-------- ZU BEARBEITENDE ZEILEN --------
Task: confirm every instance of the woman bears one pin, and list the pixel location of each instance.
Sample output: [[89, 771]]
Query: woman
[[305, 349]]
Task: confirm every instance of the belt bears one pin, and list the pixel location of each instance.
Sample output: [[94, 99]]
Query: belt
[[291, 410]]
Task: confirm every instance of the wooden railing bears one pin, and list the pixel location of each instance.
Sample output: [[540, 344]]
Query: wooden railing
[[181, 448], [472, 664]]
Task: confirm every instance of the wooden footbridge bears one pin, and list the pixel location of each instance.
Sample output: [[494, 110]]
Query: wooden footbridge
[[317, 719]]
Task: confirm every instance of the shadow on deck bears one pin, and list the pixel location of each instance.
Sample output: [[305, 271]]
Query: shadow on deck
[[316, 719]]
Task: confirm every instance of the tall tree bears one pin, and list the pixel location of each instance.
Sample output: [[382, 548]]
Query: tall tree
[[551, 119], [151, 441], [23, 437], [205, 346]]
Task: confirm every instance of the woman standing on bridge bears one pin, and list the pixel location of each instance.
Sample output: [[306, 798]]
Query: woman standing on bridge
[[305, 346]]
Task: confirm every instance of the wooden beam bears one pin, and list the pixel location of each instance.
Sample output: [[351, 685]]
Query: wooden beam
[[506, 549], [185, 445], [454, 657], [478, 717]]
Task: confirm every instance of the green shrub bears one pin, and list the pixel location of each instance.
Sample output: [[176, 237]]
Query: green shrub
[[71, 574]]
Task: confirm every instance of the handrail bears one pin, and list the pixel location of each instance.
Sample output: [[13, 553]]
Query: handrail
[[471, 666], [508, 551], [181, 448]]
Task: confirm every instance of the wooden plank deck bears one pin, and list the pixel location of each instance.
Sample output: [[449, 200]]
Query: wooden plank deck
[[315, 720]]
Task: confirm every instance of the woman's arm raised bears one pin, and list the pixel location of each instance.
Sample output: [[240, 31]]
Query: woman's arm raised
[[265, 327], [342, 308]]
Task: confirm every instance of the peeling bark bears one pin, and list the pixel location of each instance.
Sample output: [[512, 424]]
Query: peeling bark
--------
SCHRIFTLICHE ANWEISUNG
Gib sämtliche Zeilen oben Wort für Wort wieder, ohne etwas daran zu ändern.

ERWARTETE ANTWORT
Task: confirm every instance of the woman bears one pin, and list the pixel location of each instance.
Sample output: [[89, 771]]
Query: woman
[[305, 349]]
Task: confirm every instance of the belt bears one pin, and list the pixel location of each instance.
Sample output: [[94, 99]]
Query: belt
[[291, 410]]
Task: confirm every instance of the wooden railing bears one pin, and list the pixel location of each instance.
Sample output: [[540, 344]]
Query: wooden railing
[[181, 448], [472, 664]]
Task: confirm every instance of the wooden footbridge bears one pin, and list the pixel location of each instance.
Sample output: [[494, 110]]
Query: wooden footbridge
[[317, 719]]
Task: confirm every instance of the shadow on deck bears one pin, and list the pixel location of each instance.
Sample output: [[305, 271]]
Query: shadow on deck
[[316, 719]]
Task: confirm every instance of the tall tree bears one pin, and list the pixel location of each instance.
Sample output: [[382, 548]]
Query: tall tree
[[551, 119], [151, 441], [23, 437], [205, 346]]
Task: confirm every instance of the woman standing on bridge bears one pin, and list the pixel location of each instance.
Sample output: [[306, 798]]
Query: woman standing on bridge
[[305, 346]]
Task: confirm every instance of the wooden beam bears one pin, and list the pixel location of each instance.
Sample output: [[351, 685]]
Query: wooden beam
[[506, 549], [185, 445], [454, 657], [478, 717]]
Task: confirm every instance of the green shrub bears one pin, and list the pixel location of each instance.
Sample output: [[176, 237]]
Query: green shrub
[[71, 574]]
Task: confirm every instance of the handrail bears one pin, and list the pixel location of each instance.
Sample output: [[13, 553]]
Query: handrail
[[471, 666], [508, 551], [181, 448]]
Task: confirm every instance of the wooden plank deck bears one pin, and list the pixel location of each instance.
Sample output: [[449, 200]]
Query: wooden plank deck
[[315, 720]]
Task: confirm every instance of the woman's arm raised bears one pin, and list the pixel location of each instance.
Sample output: [[240, 31]]
Query: woman's arm raised
[[265, 327], [342, 308]]
Task: confirm every instance of the peeling bark bears one pin, and list the pixel location of each instance.
Sample output: [[512, 424]]
Query: peeling bark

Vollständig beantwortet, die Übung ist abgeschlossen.